WHAT YOU WILL DO –
Output the full set of records exactly.

RECORDED DATA –
=== Section Start ===
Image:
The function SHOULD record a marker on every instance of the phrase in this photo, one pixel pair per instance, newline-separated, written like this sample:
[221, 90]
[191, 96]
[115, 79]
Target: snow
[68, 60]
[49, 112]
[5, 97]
=== Section End ===
FINISHED TASK –
Image:
The function SHOULD record a marker on every instance of the phrase in this photo, one pixel pair per instance, newline-separated, written like this sample:
[221, 90]
[191, 96]
[115, 79]
Target: snow
[68, 60]
[49, 112]
[5, 97]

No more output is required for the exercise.